Go through the entries and copy every line that has the string "below" in it.

*** MATERIAL TO PROCESS ***

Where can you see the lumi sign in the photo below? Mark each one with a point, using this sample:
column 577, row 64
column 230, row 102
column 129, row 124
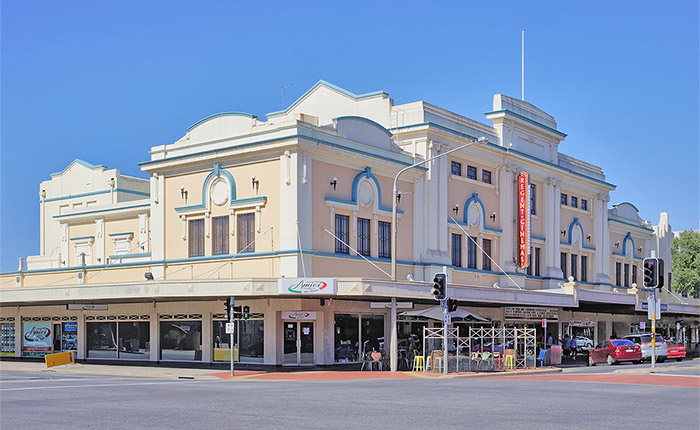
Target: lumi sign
column 307, row 286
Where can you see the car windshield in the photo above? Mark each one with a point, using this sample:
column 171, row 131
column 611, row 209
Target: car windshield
column 647, row 338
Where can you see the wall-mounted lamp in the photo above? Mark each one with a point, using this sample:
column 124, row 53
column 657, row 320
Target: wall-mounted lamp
column 256, row 183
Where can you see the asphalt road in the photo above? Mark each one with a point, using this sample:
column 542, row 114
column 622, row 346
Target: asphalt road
column 593, row 400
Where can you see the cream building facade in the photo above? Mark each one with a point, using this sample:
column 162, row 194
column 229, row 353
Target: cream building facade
column 138, row 269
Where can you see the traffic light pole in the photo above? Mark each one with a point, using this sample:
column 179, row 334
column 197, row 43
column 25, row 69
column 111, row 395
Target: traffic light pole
column 230, row 342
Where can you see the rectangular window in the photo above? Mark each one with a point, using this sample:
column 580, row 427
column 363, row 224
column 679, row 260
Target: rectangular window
column 563, row 265
column 457, row 250
column 196, row 237
column 246, row 232
column 363, row 236
column 341, row 232
column 471, row 253
column 384, row 239
column 220, row 235
column 486, row 259
column 456, row 168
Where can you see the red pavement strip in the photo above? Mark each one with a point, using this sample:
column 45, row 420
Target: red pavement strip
column 642, row 379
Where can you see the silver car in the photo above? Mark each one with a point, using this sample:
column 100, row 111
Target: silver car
column 644, row 340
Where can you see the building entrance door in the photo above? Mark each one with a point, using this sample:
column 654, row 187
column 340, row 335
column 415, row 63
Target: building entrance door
column 298, row 343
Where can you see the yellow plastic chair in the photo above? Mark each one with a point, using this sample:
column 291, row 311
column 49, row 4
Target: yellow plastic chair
column 417, row 363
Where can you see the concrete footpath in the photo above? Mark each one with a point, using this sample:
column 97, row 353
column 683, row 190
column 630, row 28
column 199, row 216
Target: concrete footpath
column 209, row 374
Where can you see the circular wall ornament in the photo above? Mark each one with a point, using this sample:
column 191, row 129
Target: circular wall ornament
column 219, row 193
column 365, row 193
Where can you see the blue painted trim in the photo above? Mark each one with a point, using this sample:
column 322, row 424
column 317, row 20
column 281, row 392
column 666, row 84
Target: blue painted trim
column 94, row 193
column 367, row 120
column 217, row 115
column 514, row 151
column 628, row 203
column 474, row 199
column 147, row 205
column 630, row 224
column 79, row 161
column 496, row 230
column 531, row 121
column 628, row 237
column 261, row 199
column 329, row 85
column 292, row 137
column 143, row 254
column 352, row 203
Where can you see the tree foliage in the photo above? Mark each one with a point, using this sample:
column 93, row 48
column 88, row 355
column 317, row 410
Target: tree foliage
column 685, row 265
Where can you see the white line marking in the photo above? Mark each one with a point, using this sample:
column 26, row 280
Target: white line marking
column 95, row 385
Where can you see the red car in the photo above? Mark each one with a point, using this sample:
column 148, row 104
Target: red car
column 613, row 351
column 675, row 351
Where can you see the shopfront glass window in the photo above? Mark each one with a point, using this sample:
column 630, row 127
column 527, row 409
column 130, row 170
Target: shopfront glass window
column 101, row 339
column 134, row 340
column 373, row 333
column 181, row 340
column 347, row 338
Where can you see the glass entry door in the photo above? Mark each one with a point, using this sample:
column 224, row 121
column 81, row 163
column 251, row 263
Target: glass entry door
column 298, row 342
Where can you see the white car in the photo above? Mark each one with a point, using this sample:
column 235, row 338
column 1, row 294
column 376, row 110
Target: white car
column 583, row 343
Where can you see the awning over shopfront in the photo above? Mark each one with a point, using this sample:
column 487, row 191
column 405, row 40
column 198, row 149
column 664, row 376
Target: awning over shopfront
column 436, row 313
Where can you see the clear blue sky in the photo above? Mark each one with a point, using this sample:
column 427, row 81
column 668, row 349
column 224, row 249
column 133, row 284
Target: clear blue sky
column 105, row 81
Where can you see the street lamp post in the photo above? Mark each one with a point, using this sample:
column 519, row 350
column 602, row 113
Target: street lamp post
column 393, row 352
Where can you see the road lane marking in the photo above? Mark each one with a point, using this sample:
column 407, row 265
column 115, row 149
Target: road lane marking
column 96, row 385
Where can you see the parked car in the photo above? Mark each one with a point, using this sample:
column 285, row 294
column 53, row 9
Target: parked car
column 583, row 342
column 675, row 350
column 644, row 340
column 614, row 351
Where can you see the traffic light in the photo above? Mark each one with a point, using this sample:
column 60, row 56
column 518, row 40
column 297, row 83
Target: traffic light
column 651, row 273
column 228, row 309
column 236, row 312
column 439, row 286
column 451, row 305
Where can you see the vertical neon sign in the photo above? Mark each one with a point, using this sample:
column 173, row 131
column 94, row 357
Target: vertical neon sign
column 523, row 219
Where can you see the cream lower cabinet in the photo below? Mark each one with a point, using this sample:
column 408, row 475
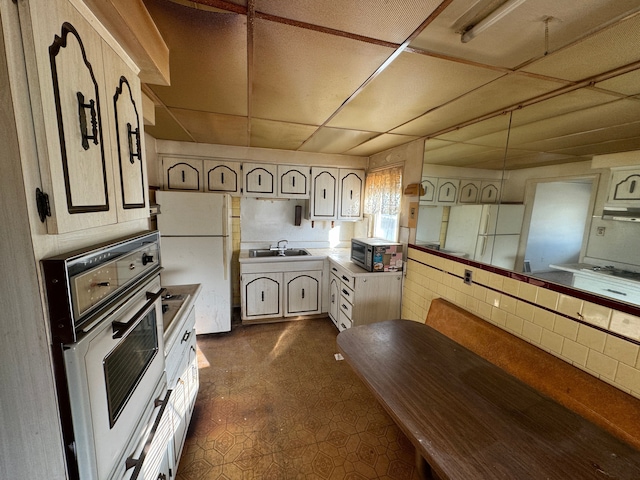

*** End of MATERIAL TO PROCESS ***

* EXERCISE RESPONSE:
Where can you see the lumi sign in the photo below? Mark each one with a point, using this sample:
Where can you see the cream lower cabinet in the photo below? Mark each one with a point, using this sample:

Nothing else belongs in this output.